____ Passage provided
Scaling Simulators Using Azure Batch and Azure Container Registry

There are two executable scripts in this repository:

  1. batch_creation.py -> creates the necessary resources on Azure to scale your simulations: Azure Batch, Azure Container Registry, and Azure Blob Storage, all within a single resource group.
    • NOTE: Resources may contain only lowercase alphanumeric characters, and must be between 3 and 25 characters in length.
  2. batch_containers.py -> executes a set of simulation jobs as a set of tasks on the Azure Batch account you created in step 1.

Both of these scripts rely on the fire package to execute the scripts. To view how to use these scripts you are recommended to view their associated arguments and documentation:

python batch_creation.py -h
NAME
    batch_creation.py

SYNOPSIS
    batch_creation.py GROUP | COMMAND

GROUPS
    GROUP is one of the following:

     configparser
       Configuration file parser.

     pathlib

     re
       Support for regular expressions (RE).

     Dict
       The central part of internal API.

     Union
       Internal indicator of special typing constructs. See _doc instance attribute for specific docs.

     fire
       The Python Fire module.

COMMANDS
    COMMAND is one of the following:

     get_default_cli

     azure_cli_run
       Run Azure CLI command

     AzCreateBatch

     AzExtract

     AcrBuild

     delete_resources
       Delete resource group

     write_azure_config

     create_resources
       Main function to create azure resources and write out credentials to config file

     build_image
       Build ACR image from a source directory containing a dockerfile and src files.


python batch_containers.py -h
NAME
    batch_containers.py

SYNOPSIS
    batch_containers.py GROUP | COMMAND

GROUPS
    GROUP is one of the following:

     configparser
       Configuration file parser.

     datetime
       Fast implementation of the datetime type.
________
____ Data listing
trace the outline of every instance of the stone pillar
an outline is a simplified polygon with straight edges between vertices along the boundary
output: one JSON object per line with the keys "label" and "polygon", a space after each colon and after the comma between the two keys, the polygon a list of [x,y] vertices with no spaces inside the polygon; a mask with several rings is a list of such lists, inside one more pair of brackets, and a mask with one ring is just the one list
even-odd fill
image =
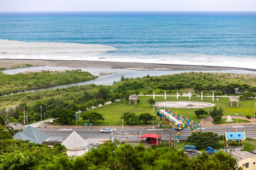
{"label": "stone pillar", "polygon": [[201,92],[201,100],[203,100],[203,92]]}
{"label": "stone pillar", "polygon": [[212,93],[212,102],[214,101],[214,93]]}
{"label": "stone pillar", "polygon": [[164,92],[164,100],[166,100],[166,91]]}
________
The exercise
Could you pull out the part of the Azure Batch scaling guide above, starting at "There are two" and ending at "characters in length.", copied word for word?

Solution below
There are two executable scripts in this repository:

  1. batch_creation.py -> creates the necessary resources on Azure to scale your simulations: Azure Batch, Azure Container Registry, and Azure Blob Storage, all within a single resource group.
    • NOTE: Resources may contain only lowercase alphanumeric characters, and must be between 3 and 25 characters in length.